• Aim: Count the lines in the material below that contain the string "belt" and give only the number.

Excerpts from a pointing dataset:
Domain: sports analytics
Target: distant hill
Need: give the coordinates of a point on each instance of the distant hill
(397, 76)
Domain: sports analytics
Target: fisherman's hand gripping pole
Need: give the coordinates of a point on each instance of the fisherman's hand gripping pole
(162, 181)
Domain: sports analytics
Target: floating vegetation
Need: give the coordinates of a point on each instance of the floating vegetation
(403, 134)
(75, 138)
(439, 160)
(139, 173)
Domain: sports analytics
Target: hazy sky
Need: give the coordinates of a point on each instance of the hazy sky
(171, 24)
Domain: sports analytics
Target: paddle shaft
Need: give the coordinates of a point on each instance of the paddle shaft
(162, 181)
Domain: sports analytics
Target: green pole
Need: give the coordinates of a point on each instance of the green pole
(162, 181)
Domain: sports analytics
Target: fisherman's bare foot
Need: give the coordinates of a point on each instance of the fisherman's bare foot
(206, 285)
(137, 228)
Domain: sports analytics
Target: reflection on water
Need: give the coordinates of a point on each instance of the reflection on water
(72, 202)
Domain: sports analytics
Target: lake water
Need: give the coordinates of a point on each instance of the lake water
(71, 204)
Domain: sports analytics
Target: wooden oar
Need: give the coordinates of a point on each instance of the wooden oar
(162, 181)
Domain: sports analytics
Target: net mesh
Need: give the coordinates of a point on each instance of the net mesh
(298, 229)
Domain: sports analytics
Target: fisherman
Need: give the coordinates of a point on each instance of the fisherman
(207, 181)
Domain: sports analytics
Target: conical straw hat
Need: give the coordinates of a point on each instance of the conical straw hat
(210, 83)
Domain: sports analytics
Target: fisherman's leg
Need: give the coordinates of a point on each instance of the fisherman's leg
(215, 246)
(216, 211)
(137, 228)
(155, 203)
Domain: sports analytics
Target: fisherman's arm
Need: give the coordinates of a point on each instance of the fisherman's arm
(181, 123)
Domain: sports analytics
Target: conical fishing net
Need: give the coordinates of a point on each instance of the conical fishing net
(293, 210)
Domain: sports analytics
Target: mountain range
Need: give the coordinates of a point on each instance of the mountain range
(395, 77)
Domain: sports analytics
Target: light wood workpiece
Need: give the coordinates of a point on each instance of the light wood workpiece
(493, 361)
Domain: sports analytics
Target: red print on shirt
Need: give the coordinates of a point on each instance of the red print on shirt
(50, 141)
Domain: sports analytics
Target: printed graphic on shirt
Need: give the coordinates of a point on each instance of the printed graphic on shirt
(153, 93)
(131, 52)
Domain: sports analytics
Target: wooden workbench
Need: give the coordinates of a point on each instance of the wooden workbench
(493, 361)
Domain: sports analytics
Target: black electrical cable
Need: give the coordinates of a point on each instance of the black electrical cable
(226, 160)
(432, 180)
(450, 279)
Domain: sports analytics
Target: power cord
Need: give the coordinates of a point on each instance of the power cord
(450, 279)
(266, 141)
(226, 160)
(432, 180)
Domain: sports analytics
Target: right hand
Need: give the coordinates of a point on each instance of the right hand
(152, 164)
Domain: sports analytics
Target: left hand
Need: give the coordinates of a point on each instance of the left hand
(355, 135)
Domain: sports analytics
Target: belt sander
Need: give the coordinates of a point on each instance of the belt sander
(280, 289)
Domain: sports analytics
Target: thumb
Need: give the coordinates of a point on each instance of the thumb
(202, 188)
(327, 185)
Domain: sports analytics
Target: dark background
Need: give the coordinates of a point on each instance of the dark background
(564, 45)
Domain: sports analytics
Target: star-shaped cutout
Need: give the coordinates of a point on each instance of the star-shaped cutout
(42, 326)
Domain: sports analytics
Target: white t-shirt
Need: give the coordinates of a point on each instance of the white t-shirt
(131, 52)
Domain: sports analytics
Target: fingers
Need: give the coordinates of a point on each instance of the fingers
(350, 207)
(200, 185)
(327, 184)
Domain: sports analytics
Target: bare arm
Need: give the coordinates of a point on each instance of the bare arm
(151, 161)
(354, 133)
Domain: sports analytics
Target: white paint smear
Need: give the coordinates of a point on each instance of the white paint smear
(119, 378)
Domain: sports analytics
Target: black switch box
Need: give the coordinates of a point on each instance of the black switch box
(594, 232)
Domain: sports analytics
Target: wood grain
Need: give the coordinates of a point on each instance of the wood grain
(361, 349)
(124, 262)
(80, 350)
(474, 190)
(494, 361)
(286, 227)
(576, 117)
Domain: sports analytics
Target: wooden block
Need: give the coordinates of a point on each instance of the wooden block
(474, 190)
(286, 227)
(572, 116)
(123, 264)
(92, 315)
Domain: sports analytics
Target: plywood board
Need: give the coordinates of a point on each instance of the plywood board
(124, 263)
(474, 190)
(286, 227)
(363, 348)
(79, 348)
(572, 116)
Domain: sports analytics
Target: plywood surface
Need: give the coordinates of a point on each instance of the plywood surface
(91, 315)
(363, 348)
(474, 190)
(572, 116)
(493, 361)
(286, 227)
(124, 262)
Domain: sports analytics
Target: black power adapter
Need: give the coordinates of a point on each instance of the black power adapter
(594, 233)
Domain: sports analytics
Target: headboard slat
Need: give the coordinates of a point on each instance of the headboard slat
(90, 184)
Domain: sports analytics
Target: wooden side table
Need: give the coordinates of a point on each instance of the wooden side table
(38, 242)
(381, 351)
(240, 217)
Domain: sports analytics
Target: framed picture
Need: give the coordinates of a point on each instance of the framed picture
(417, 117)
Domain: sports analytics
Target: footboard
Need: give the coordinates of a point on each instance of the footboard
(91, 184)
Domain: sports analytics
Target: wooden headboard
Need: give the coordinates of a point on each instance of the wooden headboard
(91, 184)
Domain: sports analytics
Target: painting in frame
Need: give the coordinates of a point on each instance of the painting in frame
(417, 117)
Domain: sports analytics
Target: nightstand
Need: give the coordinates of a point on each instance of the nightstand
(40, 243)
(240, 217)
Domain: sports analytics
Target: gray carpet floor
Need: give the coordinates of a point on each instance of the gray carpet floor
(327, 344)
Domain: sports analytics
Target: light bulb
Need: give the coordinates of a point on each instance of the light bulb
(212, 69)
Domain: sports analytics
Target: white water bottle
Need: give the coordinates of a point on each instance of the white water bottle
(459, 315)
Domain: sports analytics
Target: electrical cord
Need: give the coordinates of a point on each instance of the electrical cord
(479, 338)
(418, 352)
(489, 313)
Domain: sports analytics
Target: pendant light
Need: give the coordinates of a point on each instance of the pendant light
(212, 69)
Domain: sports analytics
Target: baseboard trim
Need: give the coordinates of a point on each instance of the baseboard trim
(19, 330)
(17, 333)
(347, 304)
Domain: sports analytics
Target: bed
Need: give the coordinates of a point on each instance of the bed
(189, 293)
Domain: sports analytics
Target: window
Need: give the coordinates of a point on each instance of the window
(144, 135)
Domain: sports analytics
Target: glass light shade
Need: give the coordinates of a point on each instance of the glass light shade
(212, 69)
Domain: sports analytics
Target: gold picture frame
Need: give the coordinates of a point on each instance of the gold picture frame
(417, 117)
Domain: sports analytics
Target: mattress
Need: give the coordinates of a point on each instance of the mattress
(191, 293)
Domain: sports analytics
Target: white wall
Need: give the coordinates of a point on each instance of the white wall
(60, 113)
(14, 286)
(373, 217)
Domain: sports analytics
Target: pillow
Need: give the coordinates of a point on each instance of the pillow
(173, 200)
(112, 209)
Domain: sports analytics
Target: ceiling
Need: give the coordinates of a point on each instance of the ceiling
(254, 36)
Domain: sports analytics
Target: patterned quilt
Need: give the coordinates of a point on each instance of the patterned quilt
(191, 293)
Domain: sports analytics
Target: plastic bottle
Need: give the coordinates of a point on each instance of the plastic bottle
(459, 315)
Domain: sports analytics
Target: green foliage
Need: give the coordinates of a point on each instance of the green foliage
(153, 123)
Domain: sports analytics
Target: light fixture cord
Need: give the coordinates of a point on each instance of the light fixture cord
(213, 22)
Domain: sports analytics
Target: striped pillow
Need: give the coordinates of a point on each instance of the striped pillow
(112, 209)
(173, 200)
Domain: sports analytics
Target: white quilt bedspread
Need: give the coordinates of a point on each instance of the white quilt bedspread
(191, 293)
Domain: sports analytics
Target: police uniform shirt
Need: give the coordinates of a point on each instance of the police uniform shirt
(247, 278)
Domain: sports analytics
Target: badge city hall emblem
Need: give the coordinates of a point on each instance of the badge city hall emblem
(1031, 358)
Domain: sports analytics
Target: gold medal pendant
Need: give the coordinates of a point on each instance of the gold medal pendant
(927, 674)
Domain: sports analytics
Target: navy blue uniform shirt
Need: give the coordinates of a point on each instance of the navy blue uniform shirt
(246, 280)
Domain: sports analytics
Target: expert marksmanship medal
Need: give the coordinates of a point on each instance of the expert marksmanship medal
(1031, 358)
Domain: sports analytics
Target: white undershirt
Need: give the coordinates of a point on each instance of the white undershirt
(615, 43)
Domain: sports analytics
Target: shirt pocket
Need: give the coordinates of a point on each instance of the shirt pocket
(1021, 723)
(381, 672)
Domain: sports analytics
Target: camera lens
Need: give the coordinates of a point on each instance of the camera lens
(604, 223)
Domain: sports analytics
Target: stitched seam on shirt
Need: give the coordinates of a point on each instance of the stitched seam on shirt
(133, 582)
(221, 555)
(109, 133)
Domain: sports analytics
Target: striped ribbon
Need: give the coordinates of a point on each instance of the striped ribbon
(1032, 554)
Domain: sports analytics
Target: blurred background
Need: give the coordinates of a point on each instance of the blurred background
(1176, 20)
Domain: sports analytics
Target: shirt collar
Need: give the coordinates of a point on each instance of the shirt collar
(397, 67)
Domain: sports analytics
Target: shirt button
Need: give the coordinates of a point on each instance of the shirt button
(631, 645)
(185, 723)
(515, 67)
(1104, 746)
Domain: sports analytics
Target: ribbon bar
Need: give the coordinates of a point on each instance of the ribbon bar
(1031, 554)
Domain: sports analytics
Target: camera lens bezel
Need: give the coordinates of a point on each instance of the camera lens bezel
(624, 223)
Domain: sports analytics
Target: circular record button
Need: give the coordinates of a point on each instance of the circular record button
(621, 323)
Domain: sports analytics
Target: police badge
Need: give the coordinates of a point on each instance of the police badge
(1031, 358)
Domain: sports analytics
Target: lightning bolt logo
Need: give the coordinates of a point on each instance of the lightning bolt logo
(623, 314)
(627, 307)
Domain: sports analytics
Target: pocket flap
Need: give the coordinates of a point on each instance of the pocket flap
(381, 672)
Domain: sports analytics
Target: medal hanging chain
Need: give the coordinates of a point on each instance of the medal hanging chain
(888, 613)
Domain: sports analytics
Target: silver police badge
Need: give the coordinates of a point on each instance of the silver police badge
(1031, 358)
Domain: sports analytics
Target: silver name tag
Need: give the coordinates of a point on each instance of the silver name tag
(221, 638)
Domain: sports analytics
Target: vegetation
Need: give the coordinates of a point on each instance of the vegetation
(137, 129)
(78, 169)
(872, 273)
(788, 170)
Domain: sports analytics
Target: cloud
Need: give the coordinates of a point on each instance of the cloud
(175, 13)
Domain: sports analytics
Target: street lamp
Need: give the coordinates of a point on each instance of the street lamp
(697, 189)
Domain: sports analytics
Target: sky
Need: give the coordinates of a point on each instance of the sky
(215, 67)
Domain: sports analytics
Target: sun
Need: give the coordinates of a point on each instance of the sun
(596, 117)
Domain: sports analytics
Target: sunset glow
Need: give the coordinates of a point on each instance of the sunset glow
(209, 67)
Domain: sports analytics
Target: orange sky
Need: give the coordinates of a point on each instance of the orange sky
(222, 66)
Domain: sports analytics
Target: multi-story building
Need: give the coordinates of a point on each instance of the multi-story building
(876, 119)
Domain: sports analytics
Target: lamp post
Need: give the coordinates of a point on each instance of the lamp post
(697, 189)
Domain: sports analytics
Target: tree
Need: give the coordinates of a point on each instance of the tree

• Solution to the problem: 2